◆ WRITTEN EXERCISE ◆
Give the items, from the start through the line containing "[[498, 356, 617, 510]]", as a Markdown table with columns Row and Line, one numbered row per line, skipping blank lines and leaving out the pictures.
——
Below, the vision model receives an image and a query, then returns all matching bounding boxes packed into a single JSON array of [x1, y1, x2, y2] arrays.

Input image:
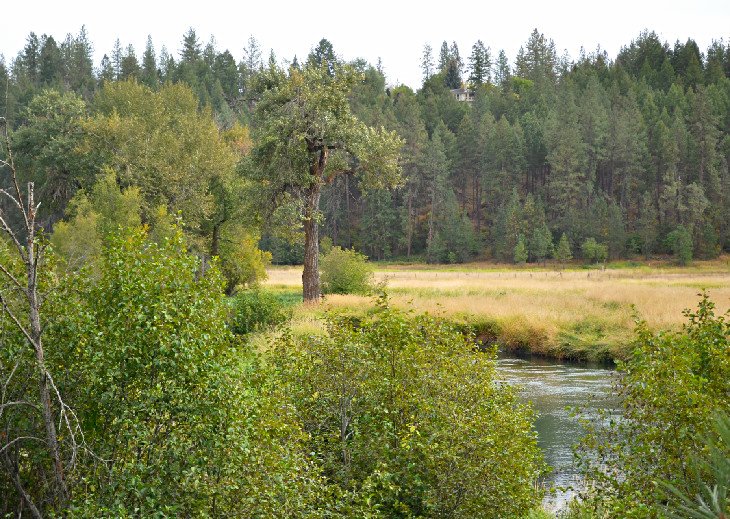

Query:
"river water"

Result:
[[498, 356, 617, 510]]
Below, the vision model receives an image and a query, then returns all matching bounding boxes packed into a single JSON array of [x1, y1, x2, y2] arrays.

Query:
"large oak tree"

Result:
[[252, 60, 402, 302]]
——
◆ EXERCISE RESULT ◆
| Row | Line |
|---|---|
| 1 | Below, the vision model receives an image and a query, then returns all matching bounding boxes packed into a single JSON array of [x1, y1, x2, y2] arrays. |
| 2 | Input image: |
| 3 | Query: |
| 4 | "river water" |
| 5 | Result: |
| 6 | [[498, 356, 617, 510]] |